DIRECTIONS FOR THIS TASK:
Can you render every line of the records below as a numbered list, skipping any blank lines?

** start **

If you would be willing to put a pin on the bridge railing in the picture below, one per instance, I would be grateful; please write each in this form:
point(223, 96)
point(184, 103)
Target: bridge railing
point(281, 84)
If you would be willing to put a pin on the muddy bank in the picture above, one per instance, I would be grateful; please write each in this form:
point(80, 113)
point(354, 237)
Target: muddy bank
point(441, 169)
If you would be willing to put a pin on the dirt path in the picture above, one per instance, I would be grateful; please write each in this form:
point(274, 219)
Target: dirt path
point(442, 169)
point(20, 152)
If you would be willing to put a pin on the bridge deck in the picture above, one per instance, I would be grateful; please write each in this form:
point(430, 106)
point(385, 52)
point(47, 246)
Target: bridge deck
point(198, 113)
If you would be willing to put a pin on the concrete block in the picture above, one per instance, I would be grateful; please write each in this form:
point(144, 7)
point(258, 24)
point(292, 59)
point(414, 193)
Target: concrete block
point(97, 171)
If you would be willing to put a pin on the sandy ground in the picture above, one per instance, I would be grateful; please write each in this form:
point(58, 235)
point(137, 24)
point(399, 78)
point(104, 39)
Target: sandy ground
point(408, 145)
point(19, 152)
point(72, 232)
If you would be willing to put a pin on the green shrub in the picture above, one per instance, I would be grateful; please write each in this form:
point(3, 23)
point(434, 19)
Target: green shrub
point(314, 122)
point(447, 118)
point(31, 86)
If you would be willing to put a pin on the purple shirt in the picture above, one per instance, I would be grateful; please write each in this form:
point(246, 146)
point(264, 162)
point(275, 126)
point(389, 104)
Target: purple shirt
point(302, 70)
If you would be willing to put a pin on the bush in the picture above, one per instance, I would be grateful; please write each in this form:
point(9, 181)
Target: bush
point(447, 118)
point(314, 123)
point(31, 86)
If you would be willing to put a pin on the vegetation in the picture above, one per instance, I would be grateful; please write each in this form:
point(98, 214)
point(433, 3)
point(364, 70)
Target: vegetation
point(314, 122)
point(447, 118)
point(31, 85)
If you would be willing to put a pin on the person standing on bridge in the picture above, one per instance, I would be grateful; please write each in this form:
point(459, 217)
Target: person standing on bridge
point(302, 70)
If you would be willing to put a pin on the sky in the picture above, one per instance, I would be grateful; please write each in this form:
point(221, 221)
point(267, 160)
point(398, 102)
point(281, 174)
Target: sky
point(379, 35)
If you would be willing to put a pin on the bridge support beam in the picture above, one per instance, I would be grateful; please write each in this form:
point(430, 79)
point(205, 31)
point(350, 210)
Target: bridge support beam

** end **

RESPONSE TO THE EXERCISE:
1. If you would be willing to put a pin on the bridge railing in the picture below, one per instance, I would be grateful; please write each in this form:
2. point(223, 96)
3. point(184, 103)
4. Target: bridge railing
5. point(281, 84)
6. If you would be willing to put a pin on the muddy bank in the picture above, one per instance, I would be grateful; please write each in this form:
7. point(80, 113)
8. point(354, 237)
9. Target: muddy bank
10. point(441, 169)
11. If you would be willing to put a pin on the dirt path in the picture above, one per instance, I would be grateful; please write each in this form:
12. point(274, 219)
13. Target: dirt path
14. point(442, 169)
15. point(20, 152)
16. If you would be willing to put a pin on the bridge deck in the picture above, one per instance, I would be grateful; please write each in this form:
17. point(430, 106)
18. point(385, 52)
19. point(47, 246)
20. Target: bridge deck
21. point(198, 113)
22. If you would be willing to put a pin on the concrete block in the picture above, one per instance, I would be grateful; please write each in this form:
23. point(144, 7)
24. point(258, 24)
25. point(292, 59)
26. point(414, 193)
27. Target: concrete block
28. point(97, 171)
29. If you would be willing to put a pin on the sandy ground in the picture above, one per instance, I would be grateful; please write each in this form:
30. point(58, 235)
31. point(137, 24)
32. point(399, 78)
33. point(104, 39)
34. Target: sandy ground
35. point(408, 145)
36. point(19, 152)
37. point(72, 232)
38. If you would be willing to put a pin on the green shrub in the picture above, one per instance, I would be grateful; please write each in this form:
39. point(3, 23)
40. point(434, 19)
41. Target: green shrub
42. point(314, 122)
43. point(447, 118)
44. point(31, 86)
45. If you would be willing to put a pin on the purple shirt in the picture above, one per instance, I would be grateful; please write each in this form:
46. point(246, 146)
47. point(264, 162)
48. point(275, 126)
49. point(389, 104)
50. Target: purple shirt
51. point(302, 70)
52. If you would be willing to put a pin on the bush in the picture above, one per instance, I would be grateful; please write each in this form:
53. point(9, 181)
54. Target: bush
55. point(447, 118)
56. point(314, 123)
57. point(31, 86)
58. If you would be willing to put a pin on the vegetation in the picture above, one per instance, I would be grateful; please write each in this form:
59. point(98, 214)
60. point(433, 3)
61. point(364, 70)
62. Target: vegetation
63. point(314, 122)
64. point(447, 118)
65. point(31, 85)
66. If you would be willing to put a pin on the person standing on bridge in the picture above, one per instance, I would be grateful; please write each in this form:
67. point(459, 217)
68. Target: person standing on bridge
69. point(302, 70)
70. If you would be willing to put a pin on the sky in the picture above, one per instance, I would be grateful; please write each in this form:
71. point(221, 221)
72. point(267, 160)
73. point(398, 102)
74. point(281, 174)
75. Target: sky
76. point(379, 35)
77. If you would be willing to put a pin on the bridge support beam in the picture above, one per instance, I would be grateful; please write each in this form:
78. point(430, 79)
79. point(205, 31)
80. point(350, 210)
81. Target: bridge support beam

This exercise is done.